No hay un patrón único que dé cuenta de esas obras despreciadas. La autoría negra no depende del tiraje o de la calidad de la obra. Tampoco la intención del autor importa, si es que pretendían la fama o pasar inadvertidos. Pero su descalificación moral es de rigor. Desdén personalizado que singulariza por vía negativa. No importa si vivieron en la fortuna o la miseria, si fueron comprendidos o incomprendidos, si gozaron de lectores o si fueron ignorados, el estigma de la vileza fue adosado a sus obras y las señaló como lectura inconveniente en un índex invisible pero eficaz.
Eso no sucedió forzosamente por haber establecido un lenguaje nuevo o por abordar temáticas incipientes, es decir por no estar incluida la obra en una zona de aceptabilidad moral, ideológica o institucional. La autoría negra no es efecto tampoco de la imposibilidad de hallar editor o distribuidor. Y a veces se es silenciado justamente por ser un autor “discutido”. Tampoco este tipo de escritores es necesariamente reivindicado en forma póstuma por la crítica literaria o por modas revisionistas. Pero si se pudiera elevar a rango conceptual, la “mala suerte” constituiría un ingrediente del problema.
Si el estilo cumple los requisitos para transformarlo en una obra recuperable se le excusan al autor algunos de sus deslices, usualmente en forma póstuma. Por esas mismas taras los autores “menores” quedan condenados a las mesas de librería de viejo. En el extremo, los “casos clínicos”, la autoría negra queda definida por el silencio que rige sobre su nombre. La obra se vuelve inmencionable. Tabú del autor, con iguales o mayores consecuencias que una prohibición jurídica. Lo rodea un silencio perenne. De allí que rastrear vida y obra de estos autores implique visitar los incineradores de la cultura.
Barón Biza pertenece a este limbo de la literatura. Sus libros son farragosos, repetitivos, tremendistas y sólo por momentos alguna frase o cierta idea reclama la atención del lector. Sin embargo, tanto por su “rareza” como por la repercusión pública que tuvieron, hubiera merecido algún celo de la crítica. El desprecio de los ambientes literarios se corresponde con el gesto altivo que lo llevó a preferir ser su propio editor. Rechazado, Barón Biza dobló la apuesta, en 1933, en 1943 y en 1963. Al hacerlo, quizás tuviera en mente este aforismo de Max Stirner, filósofo al que había leído: “A un pueblo puede quitársele la libertad de prensa. En cuanto a mí, conseguiré la impresión por la astucia o por la violencia. El permiso de impresión lo saco de mí, sólo de mí y de mi poder”.
XV
En los laberintos los métodos son inútiles, pues los muros no cesan de desdoblarse sin solución de continuidad y sin final a la vista. Entre tantos pasadizos se encontraron huellas, se registraron marcas y se recogieron restos de resaca, y todo ello fue interrogado a la luz y a la sombra de la curiosidad, el cirujeo, la exhumación, la inquisición, la transferencia y la purga.
Christian Ferrer
* “El padre” pertenece al libro Barón Biza, el inmoralista, publicado por Editorial Sudamericana, 2007.

• Datos:
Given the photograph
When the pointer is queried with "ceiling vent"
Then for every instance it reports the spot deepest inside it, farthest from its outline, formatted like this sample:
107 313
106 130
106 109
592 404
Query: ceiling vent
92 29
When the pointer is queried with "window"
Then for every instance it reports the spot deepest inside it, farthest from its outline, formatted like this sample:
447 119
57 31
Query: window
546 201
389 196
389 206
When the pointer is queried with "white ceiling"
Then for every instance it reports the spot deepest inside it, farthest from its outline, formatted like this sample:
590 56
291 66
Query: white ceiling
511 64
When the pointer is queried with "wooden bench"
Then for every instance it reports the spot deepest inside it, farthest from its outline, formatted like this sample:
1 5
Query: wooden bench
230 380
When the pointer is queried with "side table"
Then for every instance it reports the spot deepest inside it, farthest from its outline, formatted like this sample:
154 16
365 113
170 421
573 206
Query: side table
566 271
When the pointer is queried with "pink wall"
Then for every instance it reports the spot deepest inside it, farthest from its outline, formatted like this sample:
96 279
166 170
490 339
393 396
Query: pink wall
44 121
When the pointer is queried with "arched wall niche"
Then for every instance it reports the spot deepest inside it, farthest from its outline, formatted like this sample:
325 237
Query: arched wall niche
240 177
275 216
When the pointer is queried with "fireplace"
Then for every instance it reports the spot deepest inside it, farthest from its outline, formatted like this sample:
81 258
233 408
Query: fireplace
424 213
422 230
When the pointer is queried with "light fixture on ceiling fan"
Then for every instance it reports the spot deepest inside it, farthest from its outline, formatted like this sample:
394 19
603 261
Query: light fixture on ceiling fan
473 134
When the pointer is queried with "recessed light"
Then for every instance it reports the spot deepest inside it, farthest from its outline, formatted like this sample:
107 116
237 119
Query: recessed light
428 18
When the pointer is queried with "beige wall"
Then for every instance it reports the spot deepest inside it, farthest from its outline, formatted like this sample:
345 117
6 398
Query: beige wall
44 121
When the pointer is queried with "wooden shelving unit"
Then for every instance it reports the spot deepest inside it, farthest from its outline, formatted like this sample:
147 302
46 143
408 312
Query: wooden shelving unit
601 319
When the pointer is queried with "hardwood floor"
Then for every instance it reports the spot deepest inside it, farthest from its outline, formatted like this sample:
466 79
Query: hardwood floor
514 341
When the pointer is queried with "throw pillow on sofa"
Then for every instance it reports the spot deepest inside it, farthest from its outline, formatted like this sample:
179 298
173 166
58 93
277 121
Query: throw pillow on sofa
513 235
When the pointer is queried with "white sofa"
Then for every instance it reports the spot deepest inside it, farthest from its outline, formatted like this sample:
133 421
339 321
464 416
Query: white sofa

• Objetivo del ejercicio:
Según el bloque de texto, ¿en qué años dobló la apuesta Barón Biza tras ser rechazado? Responde basándote únicamente en el bloque de texto.

• Solución escrita:
En 1933, en 1943 y en 1963.